> _INSTRUCTIONS FOR THE TASK_:
Copy the stretch from the start of the data through the line containing "175], [415, 183]]", substituting "shrub" for "bush" and keeping everything else unchanged. Omit the pictures.

## begin

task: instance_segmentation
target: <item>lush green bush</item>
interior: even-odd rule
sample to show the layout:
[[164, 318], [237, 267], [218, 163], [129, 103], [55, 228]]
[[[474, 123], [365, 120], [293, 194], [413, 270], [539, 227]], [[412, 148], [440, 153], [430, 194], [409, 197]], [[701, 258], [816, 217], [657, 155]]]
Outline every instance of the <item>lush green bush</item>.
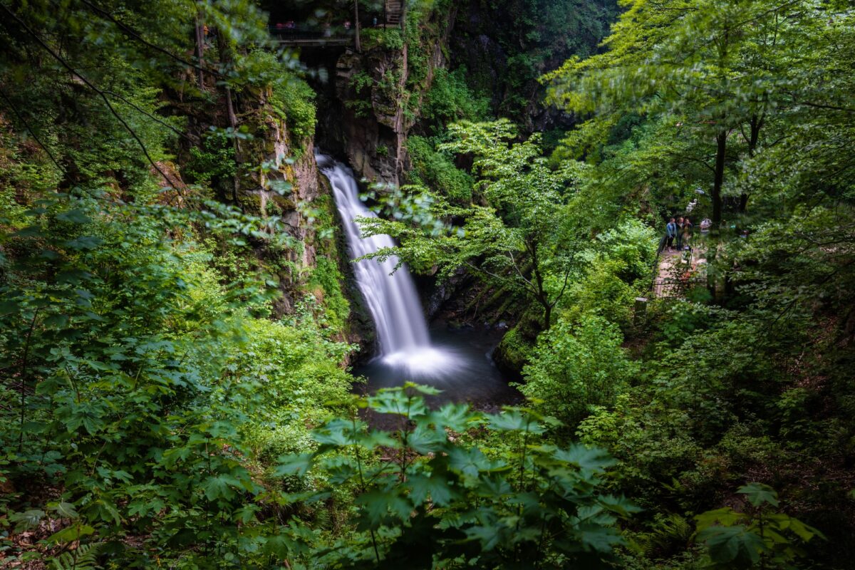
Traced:
[[429, 187], [454, 203], [469, 203], [472, 199], [472, 178], [455, 167], [447, 156], [435, 150], [429, 139], [410, 137], [407, 151], [413, 164], [410, 175], [415, 183]]
[[404, 34], [399, 28], [369, 27], [363, 28], [361, 33], [363, 49], [382, 48], [393, 51], [404, 49]]
[[603, 317], [586, 314], [575, 322], [559, 318], [539, 338], [520, 390], [545, 413], [575, 428], [593, 411], [613, 407], [638, 373], [622, 341], [617, 327]]
[[483, 120], [487, 117], [489, 99], [475, 93], [466, 84], [466, 68], [454, 71], [439, 68], [425, 95], [422, 116], [434, 125], [460, 120]]
[[284, 73], [284, 77], [274, 83], [270, 103], [282, 115], [298, 144], [302, 146], [315, 136], [317, 120], [315, 90], [304, 79], [292, 73]]
[[[346, 485], [358, 506], [341, 542], [305, 544], [304, 534], [284, 528], [288, 557], [333, 567], [608, 567], [623, 544], [616, 525], [636, 511], [598, 491], [609, 456], [545, 444], [554, 421], [531, 410], [430, 410], [422, 395], [437, 393], [412, 385], [380, 391], [359, 407], [399, 427], [335, 419], [314, 432], [315, 451], [282, 458], [283, 475], [326, 479], [295, 499], [327, 500]], [[504, 452], [488, 457], [463, 436], [485, 427], [509, 443]]]
[[341, 291], [344, 281], [345, 277], [339, 271], [335, 260], [317, 257], [315, 269], [309, 279], [309, 287], [320, 288], [325, 310], [318, 315], [319, 319], [337, 332], [344, 330], [351, 314], [351, 303]]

## end

> _ANSWER TO THIS TASK_:
task: instance_segmentation
target: <item>lush green shrub</item>
interior: even-odd rule
sample to show the layout:
[[164, 318], [237, 267], [218, 163], [129, 103], [55, 228]]
[[[474, 123], [365, 120], [293, 194], [413, 270], [539, 227]], [[412, 148], [440, 153], [430, 194], [409, 197]], [[701, 258], [816, 217], [657, 155]]]
Outline every instance of the <item>lush green shrub</item>.
Traced:
[[429, 187], [454, 203], [469, 203], [472, 199], [472, 178], [455, 167], [447, 156], [435, 150], [429, 139], [410, 137], [407, 151], [413, 164], [410, 175], [415, 183]]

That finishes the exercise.